### [Task objective]
Copy each of the records below word for word, keeping every line in its original order.

[start Stored records]

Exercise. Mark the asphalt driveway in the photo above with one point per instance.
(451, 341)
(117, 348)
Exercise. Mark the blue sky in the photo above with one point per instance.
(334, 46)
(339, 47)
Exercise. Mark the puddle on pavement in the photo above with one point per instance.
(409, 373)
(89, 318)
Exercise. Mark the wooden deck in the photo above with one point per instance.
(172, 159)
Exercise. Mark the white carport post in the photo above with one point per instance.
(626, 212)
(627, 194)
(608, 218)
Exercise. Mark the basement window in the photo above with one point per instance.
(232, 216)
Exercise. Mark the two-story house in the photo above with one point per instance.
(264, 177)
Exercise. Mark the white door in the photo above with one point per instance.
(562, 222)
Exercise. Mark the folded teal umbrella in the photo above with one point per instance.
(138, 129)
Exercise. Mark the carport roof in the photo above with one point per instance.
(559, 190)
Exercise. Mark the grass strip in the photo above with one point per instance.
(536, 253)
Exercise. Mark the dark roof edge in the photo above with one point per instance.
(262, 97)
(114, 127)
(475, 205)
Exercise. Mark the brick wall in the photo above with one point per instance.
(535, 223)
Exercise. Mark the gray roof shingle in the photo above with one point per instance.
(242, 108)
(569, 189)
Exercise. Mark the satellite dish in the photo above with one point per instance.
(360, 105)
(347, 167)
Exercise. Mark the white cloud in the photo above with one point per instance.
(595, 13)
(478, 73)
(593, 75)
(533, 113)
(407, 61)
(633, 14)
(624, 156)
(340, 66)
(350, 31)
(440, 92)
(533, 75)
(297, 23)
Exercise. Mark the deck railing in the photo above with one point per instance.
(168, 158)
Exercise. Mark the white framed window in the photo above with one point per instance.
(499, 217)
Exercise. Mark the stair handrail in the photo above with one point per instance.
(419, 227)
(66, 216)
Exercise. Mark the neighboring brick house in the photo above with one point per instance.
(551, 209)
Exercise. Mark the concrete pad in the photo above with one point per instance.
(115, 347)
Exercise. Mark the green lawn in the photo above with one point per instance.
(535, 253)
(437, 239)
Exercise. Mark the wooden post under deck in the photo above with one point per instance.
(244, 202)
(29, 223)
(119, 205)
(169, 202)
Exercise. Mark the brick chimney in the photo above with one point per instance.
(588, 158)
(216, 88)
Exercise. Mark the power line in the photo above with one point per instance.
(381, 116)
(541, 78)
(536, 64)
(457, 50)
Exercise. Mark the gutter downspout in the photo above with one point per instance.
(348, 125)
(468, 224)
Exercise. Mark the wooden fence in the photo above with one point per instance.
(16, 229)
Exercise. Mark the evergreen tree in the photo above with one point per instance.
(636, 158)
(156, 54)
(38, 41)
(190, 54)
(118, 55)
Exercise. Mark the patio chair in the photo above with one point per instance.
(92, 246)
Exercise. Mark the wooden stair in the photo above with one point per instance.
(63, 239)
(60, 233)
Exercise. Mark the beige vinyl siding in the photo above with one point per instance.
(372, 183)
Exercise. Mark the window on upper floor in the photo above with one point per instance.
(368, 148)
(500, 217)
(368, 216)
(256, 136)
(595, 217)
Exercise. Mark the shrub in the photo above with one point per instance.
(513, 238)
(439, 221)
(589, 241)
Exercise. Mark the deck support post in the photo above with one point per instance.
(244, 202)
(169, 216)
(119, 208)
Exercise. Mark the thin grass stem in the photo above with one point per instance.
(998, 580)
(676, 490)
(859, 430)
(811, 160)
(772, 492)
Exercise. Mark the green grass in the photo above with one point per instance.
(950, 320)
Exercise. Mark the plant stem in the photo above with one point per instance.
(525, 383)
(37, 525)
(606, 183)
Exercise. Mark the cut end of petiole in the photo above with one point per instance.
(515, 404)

[end Stored records]

### [Output below]
Exercise. Mark the asphalt driveway in the photo above with one point per instance.
(451, 341)
(117, 348)
Exercise. Mark the blue sky in the photo above with one point per instance.
(334, 46)
(339, 47)
Exercise. Mark the puddle on pavement in the photo above with one point per instance.
(409, 373)
(89, 318)
Exercise. Mark the wooden deck in the photo above with one point per instance.
(172, 159)
Exercise. Mark the white carport post in the photo above with one point per instance.
(626, 212)
(627, 194)
(608, 218)
Exercise. Mark the basement window in the photo above with one point per instance.
(232, 216)
Exercise. Mark the two-story house in the photo above with one point per instance.
(264, 177)
Exercise. Mark the white door in the photo above with one point per instance.
(562, 222)
Exercise. Mark the folded teal umbrella in the photo above with one point per instance.
(138, 129)
Exercise. Mark the carport roof in the photo above with one point per instance.
(559, 190)
Exercise. Mark the grass strip in the photo above with one point per instance.
(536, 253)
Exercise. Mark the dark roof edge in the photo above with one point per instance.
(262, 97)
(114, 127)
(475, 205)
Exercise. Mark the brick wall in the photo above with one point per instance.
(535, 223)
Exercise. Mark the gray roof shingle in the photo above with one point per instance.
(242, 108)
(569, 189)
Exercise. Mark the satellite dish in the photo above with one point per instance.
(360, 105)
(347, 167)
Exercise. Mark the white cloud in the photo above with one point per instance.
(595, 13)
(478, 73)
(593, 75)
(533, 113)
(407, 61)
(633, 14)
(624, 156)
(340, 66)
(350, 31)
(440, 92)
(533, 75)
(297, 23)
Exercise. Mark the deck railing in the photo above with one point per instance.
(168, 158)
Exercise. Mark the white framed window in the photo above with one point per instance.
(499, 217)
Exercise. Mark the stair handrail in the photo above with one point per instance.
(419, 227)
(66, 216)
Exercise. Mark the neighboring brick house in the photo above with one point per instance.
(551, 209)
Exercise. Mark the concrete pad in the photo above with one point per instance.
(115, 347)
Exercise. Mark the green lawn in the photo above with one point per instance.
(535, 253)
(437, 239)
Exercise. Mark the wooden post under deck in the photo above with one point per instance.
(244, 202)
(29, 223)
(119, 205)
(169, 202)
Exercise. Mark the brick chimney in the photo above with one point per instance.
(588, 158)
(216, 88)
Exercise. Mark the power line in the photo above with one point per instance.
(381, 116)
(541, 78)
(536, 64)
(457, 50)
Exercise. Mark the gutter downspout in the photo above with one point per instance.
(348, 125)
(468, 224)
Exercise. Mark the wooden fence in the photo above with one point per instance.
(16, 229)
Exercise. Mark the evergreen tree in the photo above with one point per instance.
(636, 158)
(156, 54)
(38, 41)
(190, 54)
(118, 55)
Exercise. Mark the patio chair in the photo above with one point per instance.
(92, 246)
Exercise. Mark the wooden stair in the photo above with one point per instance.
(63, 239)
(60, 233)
Exercise. Mark the beige vinyl siding in the photo above with one point per instance.
(372, 183)
Exercise. Mark the window on upper floor in the photo above with one point per instance.
(368, 148)
(500, 217)
(368, 216)
(256, 136)
(595, 217)
Exercise. Mark the shrub in the photo above with one point per instance.
(513, 238)
(439, 221)
(589, 241)
Exercise. Mark the deck support post in the photo above with one point per instance.
(244, 202)
(169, 216)
(119, 208)
Exercise. Mark the thin grass stem in the photo above with one point per instance.
(998, 580)
(676, 490)
(859, 430)
(811, 160)
(772, 492)
Exercise. Mark the green grass in the photo above with one point per instance.
(950, 320)
Exercise. Mark the plant stem in the photo above with one point per instance.
(525, 383)
(37, 525)
(606, 183)
Exercise. Mark the cut end of petiole in the photo above with one point per instance.
(515, 404)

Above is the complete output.